Input material section start

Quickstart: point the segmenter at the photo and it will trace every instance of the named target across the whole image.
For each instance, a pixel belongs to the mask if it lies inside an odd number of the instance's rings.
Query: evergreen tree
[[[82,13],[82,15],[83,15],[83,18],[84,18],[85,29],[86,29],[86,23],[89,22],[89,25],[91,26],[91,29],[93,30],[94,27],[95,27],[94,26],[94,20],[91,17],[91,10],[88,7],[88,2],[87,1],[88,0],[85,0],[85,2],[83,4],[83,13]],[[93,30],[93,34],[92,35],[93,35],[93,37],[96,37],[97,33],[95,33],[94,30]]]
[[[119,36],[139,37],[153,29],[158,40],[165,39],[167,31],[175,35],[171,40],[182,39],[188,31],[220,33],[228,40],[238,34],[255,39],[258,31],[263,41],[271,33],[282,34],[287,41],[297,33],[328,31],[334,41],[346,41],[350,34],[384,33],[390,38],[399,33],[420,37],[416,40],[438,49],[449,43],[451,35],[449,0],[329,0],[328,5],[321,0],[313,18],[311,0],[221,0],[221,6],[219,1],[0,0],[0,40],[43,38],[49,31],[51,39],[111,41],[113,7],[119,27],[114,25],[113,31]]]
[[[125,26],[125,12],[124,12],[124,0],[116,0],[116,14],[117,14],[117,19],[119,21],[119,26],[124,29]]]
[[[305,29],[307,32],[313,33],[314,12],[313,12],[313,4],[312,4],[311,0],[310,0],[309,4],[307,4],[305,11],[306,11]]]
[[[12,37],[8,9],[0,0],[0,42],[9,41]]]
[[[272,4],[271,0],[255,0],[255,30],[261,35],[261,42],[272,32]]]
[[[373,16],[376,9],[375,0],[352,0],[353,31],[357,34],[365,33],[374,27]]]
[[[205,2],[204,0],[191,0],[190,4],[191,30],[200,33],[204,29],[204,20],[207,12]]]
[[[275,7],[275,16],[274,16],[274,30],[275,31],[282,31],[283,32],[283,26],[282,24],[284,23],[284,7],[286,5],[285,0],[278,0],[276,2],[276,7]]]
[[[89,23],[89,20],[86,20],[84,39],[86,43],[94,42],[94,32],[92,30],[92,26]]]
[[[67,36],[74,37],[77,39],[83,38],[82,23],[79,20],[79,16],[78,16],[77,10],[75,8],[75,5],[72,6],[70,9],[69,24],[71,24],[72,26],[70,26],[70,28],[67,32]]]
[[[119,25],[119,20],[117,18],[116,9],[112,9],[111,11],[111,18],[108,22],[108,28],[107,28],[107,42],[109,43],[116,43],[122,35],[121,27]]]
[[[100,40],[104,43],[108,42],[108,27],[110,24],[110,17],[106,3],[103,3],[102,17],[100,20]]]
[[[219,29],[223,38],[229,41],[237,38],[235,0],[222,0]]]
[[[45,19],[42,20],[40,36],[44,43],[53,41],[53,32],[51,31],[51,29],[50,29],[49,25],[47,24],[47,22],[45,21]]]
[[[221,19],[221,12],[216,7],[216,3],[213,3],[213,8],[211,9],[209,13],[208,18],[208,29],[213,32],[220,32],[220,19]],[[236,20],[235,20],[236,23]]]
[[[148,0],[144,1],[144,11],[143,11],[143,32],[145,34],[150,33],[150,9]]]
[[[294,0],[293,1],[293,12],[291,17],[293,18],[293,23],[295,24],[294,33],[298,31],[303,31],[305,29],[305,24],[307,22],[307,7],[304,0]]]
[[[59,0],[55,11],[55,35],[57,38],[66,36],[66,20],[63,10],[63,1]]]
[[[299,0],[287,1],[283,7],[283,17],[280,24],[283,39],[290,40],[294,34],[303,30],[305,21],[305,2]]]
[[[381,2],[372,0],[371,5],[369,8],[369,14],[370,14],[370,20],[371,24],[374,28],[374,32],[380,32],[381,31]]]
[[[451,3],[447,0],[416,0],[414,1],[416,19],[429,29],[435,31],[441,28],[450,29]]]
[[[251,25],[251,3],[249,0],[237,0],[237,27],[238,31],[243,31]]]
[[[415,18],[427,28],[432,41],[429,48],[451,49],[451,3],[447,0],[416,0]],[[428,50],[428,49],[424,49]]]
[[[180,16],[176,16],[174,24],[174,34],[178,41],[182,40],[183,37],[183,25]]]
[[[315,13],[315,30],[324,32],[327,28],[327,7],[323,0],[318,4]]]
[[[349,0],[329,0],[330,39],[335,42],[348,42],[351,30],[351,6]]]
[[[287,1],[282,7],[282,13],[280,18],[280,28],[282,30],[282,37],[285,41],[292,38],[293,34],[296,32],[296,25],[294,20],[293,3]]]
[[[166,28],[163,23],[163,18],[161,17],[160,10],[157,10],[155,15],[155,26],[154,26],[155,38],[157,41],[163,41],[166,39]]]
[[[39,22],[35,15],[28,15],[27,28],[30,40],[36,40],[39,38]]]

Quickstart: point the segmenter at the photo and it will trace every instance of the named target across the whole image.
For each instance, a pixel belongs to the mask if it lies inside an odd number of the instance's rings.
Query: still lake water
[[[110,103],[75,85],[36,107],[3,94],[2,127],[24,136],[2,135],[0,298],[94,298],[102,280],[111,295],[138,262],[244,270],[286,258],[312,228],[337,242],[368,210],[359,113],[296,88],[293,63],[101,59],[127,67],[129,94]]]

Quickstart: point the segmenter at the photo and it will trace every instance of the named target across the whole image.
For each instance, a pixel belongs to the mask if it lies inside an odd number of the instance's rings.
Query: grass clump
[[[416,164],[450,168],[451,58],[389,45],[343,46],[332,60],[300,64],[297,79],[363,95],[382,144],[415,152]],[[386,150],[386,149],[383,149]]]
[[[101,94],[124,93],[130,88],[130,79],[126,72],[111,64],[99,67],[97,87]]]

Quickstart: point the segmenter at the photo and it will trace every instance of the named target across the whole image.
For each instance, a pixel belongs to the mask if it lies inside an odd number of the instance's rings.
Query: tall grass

Input material section end

## Task statement
Set down every record once more, exactly as written.

## Task answer
Quickstart: point the segmenter at the photo and it will trace every instance of the named target across the whole image.
For each instance, a pixel belongs to the mask if it lies inside an odd number of the instance's rings.
Query: evergreen tree
[[[82,13],[82,15],[83,15],[83,18],[84,18],[85,29],[86,29],[86,23],[89,22],[89,25],[91,26],[91,29],[93,30],[94,27],[95,27],[94,26],[94,20],[91,17],[91,10],[88,7],[88,2],[87,1],[88,0],[85,0],[85,2],[83,4],[83,13]],[[93,30],[93,34],[92,35],[93,35],[93,37],[96,37],[97,33],[95,33],[94,30]]]
[[[119,36],[139,37],[153,29],[158,40],[165,39],[167,31],[175,35],[171,40],[182,39],[188,31],[220,33],[228,40],[238,34],[255,39],[258,31],[263,41],[271,33],[282,34],[287,41],[297,33],[328,31],[334,41],[346,41],[350,34],[384,33],[390,38],[399,33],[420,37],[416,40],[438,49],[449,43],[451,35],[449,0],[329,0],[328,5],[321,0],[313,18],[311,0],[221,0],[221,6],[219,1],[0,0],[0,40],[43,38],[49,31],[51,39],[111,41],[113,7],[119,27],[114,25],[113,31]]]
[[[125,26],[125,12],[124,12],[124,0],[116,0],[116,14],[117,14],[117,19],[119,21],[119,26],[124,29]]]
[[[305,29],[307,32],[313,33],[314,12],[313,12],[313,4],[312,4],[311,0],[310,0],[309,4],[307,4],[305,11],[306,11]]]
[[[12,37],[8,9],[0,0],[0,42],[9,41]]]
[[[272,4],[271,0],[255,0],[255,30],[261,35],[261,42],[272,32]]]
[[[373,16],[376,9],[375,0],[352,0],[353,31],[357,34],[365,33],[374,27]]]
[[[205,2],[204,0],[191,0],[190,4],[191,30],[200,33],[204,29],[204,20],[207,12]]]
[[[275,7],[275,16],[274,16],[274,30],[275,31],[282,31],[283,32],[283,26],[282,24],[284,23],[284,7],[286,5],[285,0],[278,0],[276,2],[276,7]]]
[[[89,23],[89,20],[86,20],[84,39],[86,43],[94,42],[94,32],[92,30],[92,26]]]
[[[67,36],[74,37],[77,39],[83,38],[82,23],[79,20],[79,16],[78,16],[77,10],[75,8],[75,5],[72,6],[70,9],[69,24],[71,24],[72,26],[70,26],[70,28],[67,32]]]
[[[119,25],[119,20],[117,18],[116,9],[112,9],[111,11],[111,18],[108,22],[108,28],[107,28],[107,42],[109,43],[116,43],[122,35],[121,27]]]
[[[100,40],[104,43],[108,42],[108,27],[110,24],[110,17],[106,3],[103,3],[102,17],[100,20]]]
[[[219,29],[223,38],[229,41],[237,38],[235,0],[222,0]]]
[[[45,19],[42,20],[40,36],[44,43],[53,41],[53,32],[51,31],[51,29],[50,29],[49,25],[47,24],[47,22],[45,21]]]
[[[221,19],[221,12],[216,7],[216,3],[213,3],[213,8],[211,9],[209,13],[208,18],[208,29],[213,32],[220,32],[220,19]],[[236,20],[235,20],[236,23]]]
[[[148,0],[144,1],[144,11],[143,11],[143,32],[145,34],[150,33],[150,9]]]
[[[294,0],[293,1],[293,12],[291,17],[293,18],[293,23],[295,24],[294,33],[298,31],[303,31],[305,29],[305,24],[307,22],[307,7],[304,0]]]
[[[59,0],[55,11],[55,35],[57,38],[66,36],[66,20],[63,10],[63,1]]]
[[[299,0],[287,1],[283,7],[283,17],[280,24],[283,39],[290,40],[294,34],[303,30],[305,21],[305,2]]]
[[[381,2],[372,0],[371,5],[369,8],[369,14],[370,14],[370,20],[371,24],[374,28],[374,32],[380,32],[381,31]]]
[[[451,3],[447,0],[416,0],[414,1],[416,19],[429,29],[435,31],[441,28],[450,29]]]
[[[251,25],[251,3],[249,0],[237,0],[237,27],[238,31],[243,31]]]
[[[415,18],[427,28],[432,41],[429,48],[451,49],[451,3],[447,0],[416,0]],[[428,50],[428,49],[424,49]]]
[[[180,16],[176,16],[174,24],[174,34],[178,41],[182,40],[183,37],[183,25]]]
[[[315,13],[315,30],[324,32],[327,28],[327,7],[323,0],[318,4]]]
[[[349,0],[329,0],[330,39],[335,42],[348,42],[351,30],[351,6]]]
[[[287,1],[282,7],[282,13],[280,18],[280,28],[282,30],[282,37],[285,41],[292,38],[293,34],[296,32],[296,25],[294,20],[293,3]]]
[[[166,28],[163,23],[163,18],[161,17],[160,10],[157,10],[155,15],[155,26],[154,26],[155,38],[157,41],[163,41],[166,39]]]
[[[39,22],[35,15],[28,15],[27,28],[30,40],[36,40],[39,38]]]

Quickstart: point the segmenter at the photo and it will trace every instance of the named target across the whole image.
For each instance, a pixel belongs to the mask if it lies inside an odd number of the instance's rings.
Query: still lake water
[[[110,103],[75,85],[36,107],[3,94],[2,127],[24,136],[2,135],[0,298],[94,298],[102,280],[111,295],[138,262],[244,270],[286,258],[312,228],[337,242],[368,210],[359,113],[296,88],[293,63],[101,59],[127,67],[129,94]]]

Quickstart: point the segmenter at the photo and it will trace every instance of the named target across the whole image.
For each instance, a pixel belongs to the mask if it lies inside an odd number of the instance's rings.
Query: grass clump
[[[416,164],[450,168],[451,58],[389,45],[343,46],[332,60],[300,64],[297,79],[363,95],[382,144],[415,152]],[[386,150],[386,149],[383,149]]]
[[[101,94],[124,93],[130,88],[130,79],[126,72],[111,64],[99,67],[97,87]]]

Quickstart: point the segmenter at the photo and it will trace every instance of the named target across the whole image.
For each instance, a pixel belongs to the mask if it lies inside an odd number of the instance's rings.
Query: tall grass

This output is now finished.